[Data records]

• • •

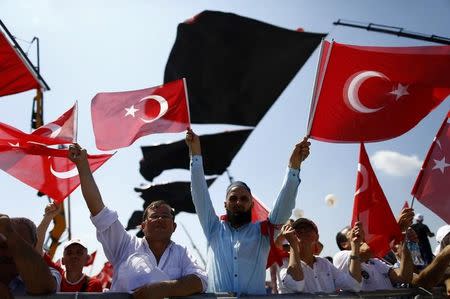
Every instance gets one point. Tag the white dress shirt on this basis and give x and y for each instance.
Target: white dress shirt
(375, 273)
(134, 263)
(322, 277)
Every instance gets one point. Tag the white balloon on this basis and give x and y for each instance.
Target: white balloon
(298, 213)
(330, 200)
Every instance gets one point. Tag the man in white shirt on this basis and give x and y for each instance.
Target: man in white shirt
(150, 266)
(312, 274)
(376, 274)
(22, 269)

• • •

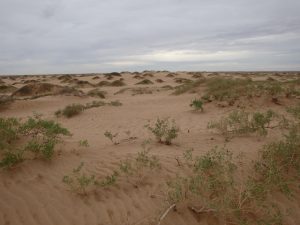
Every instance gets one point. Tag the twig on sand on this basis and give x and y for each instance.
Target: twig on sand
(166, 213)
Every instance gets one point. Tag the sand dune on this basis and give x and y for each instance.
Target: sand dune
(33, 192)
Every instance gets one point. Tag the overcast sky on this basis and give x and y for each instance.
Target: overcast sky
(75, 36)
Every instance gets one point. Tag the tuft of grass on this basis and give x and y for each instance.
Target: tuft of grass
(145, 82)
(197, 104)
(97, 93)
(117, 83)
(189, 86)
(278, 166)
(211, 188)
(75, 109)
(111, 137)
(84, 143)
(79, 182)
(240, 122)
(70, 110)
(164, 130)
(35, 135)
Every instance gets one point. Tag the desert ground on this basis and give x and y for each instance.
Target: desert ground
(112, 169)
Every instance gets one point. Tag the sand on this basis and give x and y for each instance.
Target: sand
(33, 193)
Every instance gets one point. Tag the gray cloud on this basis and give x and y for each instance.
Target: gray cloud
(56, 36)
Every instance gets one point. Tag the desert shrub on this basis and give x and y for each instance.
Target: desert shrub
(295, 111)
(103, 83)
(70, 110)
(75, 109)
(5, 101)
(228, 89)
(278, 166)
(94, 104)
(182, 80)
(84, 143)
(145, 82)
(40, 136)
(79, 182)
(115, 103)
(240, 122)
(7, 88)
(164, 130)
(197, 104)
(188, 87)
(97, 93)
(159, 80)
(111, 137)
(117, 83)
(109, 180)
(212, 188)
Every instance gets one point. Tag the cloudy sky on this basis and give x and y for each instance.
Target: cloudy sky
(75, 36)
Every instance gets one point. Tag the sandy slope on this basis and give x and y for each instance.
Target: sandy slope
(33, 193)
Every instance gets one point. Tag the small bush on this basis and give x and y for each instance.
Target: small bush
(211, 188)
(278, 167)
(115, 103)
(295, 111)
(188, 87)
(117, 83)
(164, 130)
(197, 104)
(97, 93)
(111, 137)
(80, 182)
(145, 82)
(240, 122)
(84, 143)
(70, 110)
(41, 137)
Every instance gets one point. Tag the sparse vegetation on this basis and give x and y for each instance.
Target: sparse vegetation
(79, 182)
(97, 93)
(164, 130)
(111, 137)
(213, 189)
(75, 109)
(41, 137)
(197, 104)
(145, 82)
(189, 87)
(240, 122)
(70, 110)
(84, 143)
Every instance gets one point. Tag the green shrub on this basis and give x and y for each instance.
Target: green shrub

• • •

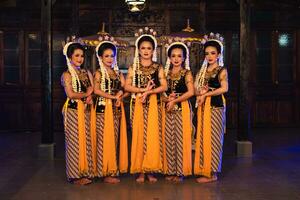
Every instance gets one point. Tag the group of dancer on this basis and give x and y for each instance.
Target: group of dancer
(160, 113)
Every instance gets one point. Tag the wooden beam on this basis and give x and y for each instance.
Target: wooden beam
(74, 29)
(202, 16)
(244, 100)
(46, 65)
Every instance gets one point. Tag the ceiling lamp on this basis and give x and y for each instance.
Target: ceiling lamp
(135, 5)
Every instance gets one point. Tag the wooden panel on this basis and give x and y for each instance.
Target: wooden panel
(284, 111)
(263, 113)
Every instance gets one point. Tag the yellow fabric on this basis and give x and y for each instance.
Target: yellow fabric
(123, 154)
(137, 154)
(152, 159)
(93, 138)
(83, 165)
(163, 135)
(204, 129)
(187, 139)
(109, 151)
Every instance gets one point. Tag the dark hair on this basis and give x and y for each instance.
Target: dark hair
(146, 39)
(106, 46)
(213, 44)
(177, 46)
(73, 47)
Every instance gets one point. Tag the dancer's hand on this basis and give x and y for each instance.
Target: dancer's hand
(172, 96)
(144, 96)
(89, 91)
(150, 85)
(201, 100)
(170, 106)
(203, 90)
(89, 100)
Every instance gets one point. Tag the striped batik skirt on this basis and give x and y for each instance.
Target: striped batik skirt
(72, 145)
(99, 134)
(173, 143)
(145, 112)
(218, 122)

• • •

→ HOW TO COMPLETE THIS TASK: All lines above that include the word "green" must be copied into the answer.

→ TASK RESULT:
Every instance gets one point. Tag the green shrub on this basis and give x and y for each instance.
Target: green shrub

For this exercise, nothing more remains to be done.